- **To-do list**:
(a) Decide whether each statement agrees with the email thread that follows, answering yes or no and quoting the words of the thread that settle it.
(i) Where the writer works, the load balancers are set up to send a reset when no proxy is available.
(ii) The PAC file assigns only two of the proxy VIPs.
(iii) Load balancing is called a requirement in a proxy environment.
(b) Using the email thread that follows, answer these questions:
(i) In Bugzilla, under which product should list bugs be filed?
(ii) Which software did the writer check for the reset feature?
(iii) What short packet exchange is given for the RST reply in the TCP handshake?

- **Reading passage**:
________

Re: [squid-users] load balancing and site failover

2015-03-26 Thread Brendan Kearney
On Thu, 2015-03-26 at 13:53 +1300, Amos Jeffries wrote:
 On 26/03/2015 10:26 a.m., Brendan Kearney wrote:
  On Wed, 2015-03-25 at 15:03 +1300, Amos Jeffries wrote:
  On 25/03/2015 9:55 a.m., brendan kearney wrote:
  Was not sure if bugzilla was used for mailing list issues.  If you would
  like me to open one, I will but it looks like the list is working again.
 
  Bugzilla is used, list bugs under the project services product.
 
 
  As for your query...
 
  On Mar 24, 2015 2:25 PM, Brendan Kearney wrote:
 
  On Tue, 2015-03-24 at 10:18 -0400, Brendan Kearney wrote:
  while load balancing is not a requirement in a proxy environment, it
  does afford a great deal of functionality, scaling and fault tolerance
  in one.  several if not many on this list probably employ them for their
  proxies and likely other technologies, but they are not all created
  equal.
 
  i recently looked to see if a specific feature was in HAProxy.  i was
  looking to see if HAProxy could reply to a new connection with a RST
  packet if no pool member was available.
 
  the idea behind this is, if all of the proxies are not passing the
  service check and are marked down by the load balancer, the reply of a
  RST in the TCP handshake (i.e. SYN - RST, not SYN - SYN/ACK - ACK)
  tells the browser to failover to the next proxy assigned by the PAC
  file.
 
  where i work, we have this configuration working.  the load balancers
  are configured with the option to send a reset when no proxy is
  available in the pool.  the PAC file assigns all 4 of the proxy VIPs in
  a specific order based on which proxy VIP is assigned as the primary.

________

- **Recorded information**:
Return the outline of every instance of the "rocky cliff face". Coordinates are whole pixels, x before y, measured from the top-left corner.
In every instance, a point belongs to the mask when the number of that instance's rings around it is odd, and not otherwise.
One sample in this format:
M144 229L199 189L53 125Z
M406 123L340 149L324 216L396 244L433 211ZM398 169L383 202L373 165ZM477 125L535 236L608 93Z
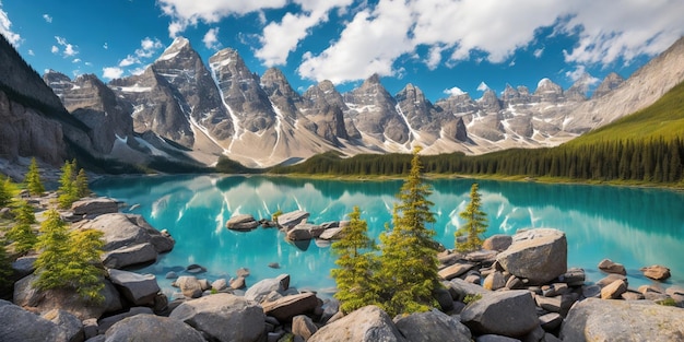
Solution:
M93 137L107 137L93 139L99 152L128 130L130 114L135 132L160 146L180 144L204 164L224 154L261 167L330 150L409 152L414 145L477 154L556 145L650 105L684 80L683 42L627 81L610 74L591 99L589 75L565 91L543 79L533 92L507 85L500 97L486 90L476 99L457 94L434 104L412 84L392 96L377 75L344 94L329 81L299 94L278 69L251 72L234 49L216 52L207 67L185 38L144 73L111 81L114 98L93 76L48 74L46 82Z

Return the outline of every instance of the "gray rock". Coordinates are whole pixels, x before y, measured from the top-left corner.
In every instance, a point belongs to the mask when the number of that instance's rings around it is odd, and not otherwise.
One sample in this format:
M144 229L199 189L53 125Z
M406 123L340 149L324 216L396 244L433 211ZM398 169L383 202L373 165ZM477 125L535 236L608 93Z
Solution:
M439 276L445 280L452 280L457 276L465 274L465 272L472 270L474 267L475 266L470 262L456 262L449 267L439 270L437 274L439 274Z
M180 288L182 295L188 298L199 298L202 295L202 284L193 275L178 276L176 286Z
M482 243L482 248L486 250L504 251L512 244L512 236L505 234L495 234Z
M506 276L502 272L492 272L482 282L482 287L490 291L496 291L506 286Z
M27 256L17 258L12 262L12 269L16 279L22 279L35 271L34 262L36 262L38 256Z
M118 315L113 315L109 317L105 317L103 319L101 319L99 321L97 321L97 333L98 334L105 334L107 332L107 330L109 328L111 328L111 326L116 325L117 322L129 318L129 317L133 317L135 315L154 315L154 312L152 311L151 308L149 307L132 307L130 308L128 311L126 312L121 312Z
M657 281L668 280L671 276L670 269L660 264L641 268L639 269L639 271L644 272L644 275L646 278L650 278Z
M323 240L338 240L338 239L341 239L343 229L344 228L342 228L342 227L327 228L326 231L323 231L323 233L320 234L320 236L318 238L323 239Z
M396 319L394 325L406 341L471 341L468 327L436 309L400 317Z
M649 300L588 298L570 309L563 341L682 341L682 309Z
M518 233L512 239L512 245L496 258L510 274L528 279L531 284L544 284L567 271L565 233L539 228Z
M627 292L627 283L622 280L616 280L601 288L601 299L620 298L625 292Z
M71 211L74 215L98 216L119 212L119 203L108 198L86 198L73 202Z
M261 341L266 317L259 305L220 293L180 304L169 318L186 322L211 341Z
M85 340L83 322L78 317L58 309L49 310L40 315L40 317L57 325L62 330L66 341L80 342Z
M622 275L627 274L627 271L625 270L625 267L622 263L613 262L613 260L611 259L601 260L598 267L599 267L599 270L605 273L616 273L616 274L622 274Z
M231 216L225 226L232 231L251 231L259 226L259 222L252 215L238 214Z
M157 251L150 243L126 246L106 251L102 263L110 269L122 269L128 266L156 261Z
M465 296L485 295L490 293L490 291L484 290L482 286L468 283L460 278L455 278L446 284L453 300L463 302Z
M122 308L119 293L106 279L103 279L105 288L101 294L105 297L103 303L94 303L83 299L73 290L46 290L38 292L33 287L35 275L28 275L14 283L14 304L19 306L35 307L39 312L51 309L68 311L79 319L99 318L104 312L120 310Z
M492 292L461 311L461 322L479 334L522 337L539 326L534 299L528 291Z
M279 219L280 220L280 219ZM323 233L323 228L317 224L300 223L287 229L286 238L291 241L310 240Z
M306 315L297 315L292 318L292 333L299 335L307 341L314 333L318 331L318 327L314 325L311 318Z
M403 342L389 316L377 306L362 307L320 328L308 342Z
M69 341L55 322L0 299L0 341Z
M133 305L150 305L160 292L160 285L153 274L109 270L111 283L119 286L121 294Z
M106 342L119 341L184 341L203 342L202 334L177 319L135 315L111 326L105 334Z
M261 303L272 291L284 293L290 287L290 275L281 274L278 278L269 278L257 282L245 292L245 298Z
M285 229L285 232L288 232L296 225L305 223L309 215L309 213L303 210L284 213L278 216L278 225Z
M261 304L263 312L275 317L281 322L292 320L297 315L312 312L318 307L318 298L312 292L284 296L273 302Z

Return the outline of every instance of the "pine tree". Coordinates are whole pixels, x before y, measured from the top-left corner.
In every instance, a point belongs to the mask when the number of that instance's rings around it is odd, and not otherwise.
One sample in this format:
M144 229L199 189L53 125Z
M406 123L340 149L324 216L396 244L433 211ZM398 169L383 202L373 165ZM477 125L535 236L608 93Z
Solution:
M458 251L473 251L482 248L482 234L487 229L486 213L480 208L482 199L477 192L477 184L473 182L470 188L470 203L459 215L465 220L465 224L456 232ZM465 236L464 243L458 243L458 237Z
M26 184L26 189L28 189L28 193L32 196L40 196L45 192L45 187L43 186L43 181L40 181L40 172L38 170L38 163L36 158L31 158L31 165L28 165L28 172L24 177L24 182Z
M103 300L102 232L85 229L69 234L57 210L51 209L40 233L36 247L42 252L35 262L38 279L34 285L40 291L72 288L83 298Z
M12 202L12 187L10 185L10 178L0 179L0 208L10 204Z
M393 228L380 235L380 306L390 316L428 310L439 286L435 231L426 227L435 222L427 200L432 190L424 182L418 152L413 151L409 176L397 196Z
M57 193L59 193L57 202L61 209L70 208L71 204L78 199L73 175L74 167L75 161L67 161L61 168L62 174L59 177L59 189L57 189Z
M342 228L342 238L331 246L339 267L330 272L338 285L334 297L340 299L345 314L378 303L378 286L374 282L378 266L374 251L377 247L367 233L368 225L361 220L358 207L354 207L349 225Z

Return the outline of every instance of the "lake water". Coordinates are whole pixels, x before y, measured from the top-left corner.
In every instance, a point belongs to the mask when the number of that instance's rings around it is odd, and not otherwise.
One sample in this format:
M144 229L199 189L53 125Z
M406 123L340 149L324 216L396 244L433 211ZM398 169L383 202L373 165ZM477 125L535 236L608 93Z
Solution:
M471 179L432 180L429 198L437 219L436 239L453 247L453 233L462 224L458 213L469 201ZM247 284L281 273L292 276L298 288L318 290L325 296L334 287L330 248L311 241L294 246L274 228L248 233L225 228L234 214L270 217L276 210L305 210L309 222L345 220L354 205L376 237L391 221L394 194L401 180L339 181L262 176L182 175L116 177L101 179L91 188L135 205L123 212L142 214L157 229L168 229L174 250L156 263L137 271L157 276L164 292L175 292L166 272L199 263L208 269L201 278L213 281L235 276L248 268ZM552 227L566 233L568 267L587 271L588 281L603 274L597 264L603 258L627 269L629 286L650 283L640 267L663 264L671 269L669 284L684 285L684 193L660 189L604 186L543 185L479 180L483 210L487 213L485 236L514 234L521 228ZM278 262L280 269L269 268ZM180 275L184 272L178 272Z

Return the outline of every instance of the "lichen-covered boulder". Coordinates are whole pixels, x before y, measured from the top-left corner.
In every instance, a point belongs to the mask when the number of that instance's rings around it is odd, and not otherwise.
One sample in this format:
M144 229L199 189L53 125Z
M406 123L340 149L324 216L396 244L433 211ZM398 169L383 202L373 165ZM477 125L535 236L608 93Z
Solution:
M320 328L308 342L404 342L391 318L377 306L362 307Z
M682 341L681 308L650 300L588 298L573 306L561 328L563 341Z
M539 326L534 299L529 291L492 292L461 311L461 322L477 334L520 338Z
M219 293L180 304L169 318L186 322L205 333L211 341L261 341L266 316L252 302Z
M512 244L496 260L504 270L531 284L547 283L567 271L567 239L565 233L538 228L518 233Z

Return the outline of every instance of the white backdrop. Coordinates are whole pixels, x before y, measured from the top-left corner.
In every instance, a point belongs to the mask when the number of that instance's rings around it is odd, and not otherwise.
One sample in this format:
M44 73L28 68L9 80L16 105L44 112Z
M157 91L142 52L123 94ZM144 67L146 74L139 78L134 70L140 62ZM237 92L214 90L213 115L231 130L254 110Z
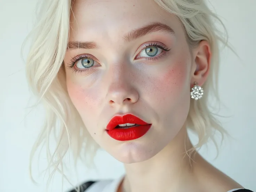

________

- **Expected outputs**:
(a)
(i) Yes: "the load balancers are configured with the option to send a reset when no proxy is available in the pool."
(ii) No: "the PAC file assigns all 4 of the proxy VIPs in a specific order"
(iii) No: "while load balancing is not a requirement in a proxy environment"

(b)
(i) The project services product.
(ii) HAProxy.
(iii) SYN - RST.